RBI MPC | Can central bank pull market down from Budget high, all eyes on policy outcome

Economy

The Reserve Bank of India’s (RBI) three-day Monetary Policy Committee (MPC) meeting is underway and the verdict is due on February 5. After the “growth-oriented” Union Budget 2021, softer inflation prints along with signs of improvement in the economy, there is some talk of the central bank tweaking policy rate.

Retail inflation fell sharply to 4.59 percent in December 2020, the latest data shows. Retail inflation based on the Consumer Price Index (CPI) was 6.93 percent in November.

The RBI mainly factors in the retail inflation while arriving at its policy rate and it has to keep the retail inflation at 4 percent (+,- 2 percent).

It is, however, expected that the MPC will keep the key policy rate unchanged though observers’ focus will be on RBI’s view of the economy and the Union Budget 2021.

The current repo rate, or the rate at which the RBI lends to banks, is 4 percent. The central bank last revised its policy rate on May 22 when COVID-19 posed an unprecedented challenge, hammering the economy. The central bank has cut policy rates by 115 basis points since February 2020.

Expectations

While the economy is slowly coming back on track, the RBI would not want to derail the pace of growth by tweaking the rates or stance. Experts point out economic growth has to be sustainable before the rates are raised.

Aditi Nayar, Principal Economist at ICRA, expects an extended pause for the repo rate, with the stance to be changed to neutral in the August 2021 policy review or later, once there is clarity on the durability of the recovery.

Sunil Kumar Sinha, Principal Economist and Director of Public Finance, India Ratings and Research, does not expect any change in policy rate as growth needs to be supported through the monetary policy.

Upasna Bhardwaj, Senior Economist at Kotak Mahindra Bank, said that the RBI would draw comfort with the recent moderation in headline inflation, which would keep it accommodative mode for now, complementing the pro-growth intention of the government.

“Much more relaxed path of fiscal consolidation would pose upside risks to core inflation, thereby prompting some caution. In the upcoming policy, we expect the MPC to maintain a status quo on rates and monetary policy stance with some clarity or guidance on the pace of normalisation of the operative target rate towards pre-pandemic levels,” said Bhardwaj.

The recovery was still nascent and the fiscal push/higher borrowings seen in the Budget warranted continued RBI support, Brokerage firm Edelweiss Securities said in a note.

“A dovish Fed, comfortable BoP and domestic disinflation (more than anticipated) give the RBI elbow room to keep monetary conditions easy for long,” Edelweiss said.

The market

The market seems to have factored in a status quo from the RBI, experts said. The central bank’s positive outlook on the economy would cheer the market.

The market has been witnessing strong gains after the Budget and the bulls may continue to dominate the market.

Analysts believe the bull roar in the market will continue and the Nifty may scale the milestone of 15,000 by the expiry of the February F&O series.

“It has been a picture-perfect rally in last two sessions, with the broader indices clocking record Budget-day gains in the last more than 20 years. Although some profit booking can be expected, we expect stock-specific action to continue. After a brief pause, we may see the Nifty aiming for the magical mark of 15,000 by February expiry,” said Rahul Sharma, Head – Technical & Derivatives Research, JM Financial Services.

Gaurav Ratnaparkhi, a senior technical analyst at Sharekhan by BNP Paribas, said the Nifty could head towards 15,000 in the short term.

“On the downside, the gap area of 14,469-14,336 will act as a crucial support zone. The 20-day moving average is also near the gap area, which will offer additional support,” said Ratnaparkhi.

After the March lows, the rally in the market was led by liquidity infusion by the central banks. The market still needs liquidity to sustain its gains. The central bank would not want to roil market sentiment by either rising rates or changing stance, experts said.

(Point localization data)
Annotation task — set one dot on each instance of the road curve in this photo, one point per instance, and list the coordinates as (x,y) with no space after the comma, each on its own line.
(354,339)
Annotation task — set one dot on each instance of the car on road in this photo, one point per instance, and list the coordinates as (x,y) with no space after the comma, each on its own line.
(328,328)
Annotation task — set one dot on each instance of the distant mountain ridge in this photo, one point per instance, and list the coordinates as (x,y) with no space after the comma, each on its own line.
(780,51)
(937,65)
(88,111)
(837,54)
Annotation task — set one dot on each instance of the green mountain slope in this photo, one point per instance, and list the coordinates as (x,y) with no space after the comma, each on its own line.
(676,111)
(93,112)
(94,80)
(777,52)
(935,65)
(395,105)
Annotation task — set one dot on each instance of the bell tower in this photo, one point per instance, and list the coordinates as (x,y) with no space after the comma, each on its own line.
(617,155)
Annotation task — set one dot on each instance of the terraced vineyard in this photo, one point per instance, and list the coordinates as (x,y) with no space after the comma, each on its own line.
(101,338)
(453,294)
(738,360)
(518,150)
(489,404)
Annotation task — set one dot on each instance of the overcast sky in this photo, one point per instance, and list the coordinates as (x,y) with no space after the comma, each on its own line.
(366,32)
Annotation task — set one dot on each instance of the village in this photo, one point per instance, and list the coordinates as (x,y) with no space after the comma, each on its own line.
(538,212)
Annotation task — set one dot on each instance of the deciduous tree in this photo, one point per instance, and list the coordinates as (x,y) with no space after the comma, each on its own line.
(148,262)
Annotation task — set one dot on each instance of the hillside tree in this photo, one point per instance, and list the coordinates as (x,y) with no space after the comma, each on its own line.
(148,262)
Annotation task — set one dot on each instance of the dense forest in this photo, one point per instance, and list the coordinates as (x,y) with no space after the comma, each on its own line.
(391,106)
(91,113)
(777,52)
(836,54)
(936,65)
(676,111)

_ACTIVITIES:_
[a] Reproduce the passage of the RBI policy article between "The Reserve Bank" and "tweaking policy rate.", inclusive.
[b] According to the RBI policy article, what was the retail inflation rate in December 2020?
The rows have no connection to the RBI policy article.

_TASK RESULTS:_
[a]
The Reserve Bank of India’s (RBI) three-day Monetary Policy Committee (MPC) meeting is underway and the verdict is due on February 5. After the “growth-oriented” Union Budget 2021, softer inflation prints along with signs of improvement in the economy, there is some talk of the central bank tweaking policy rate.

[b] 4.59 percent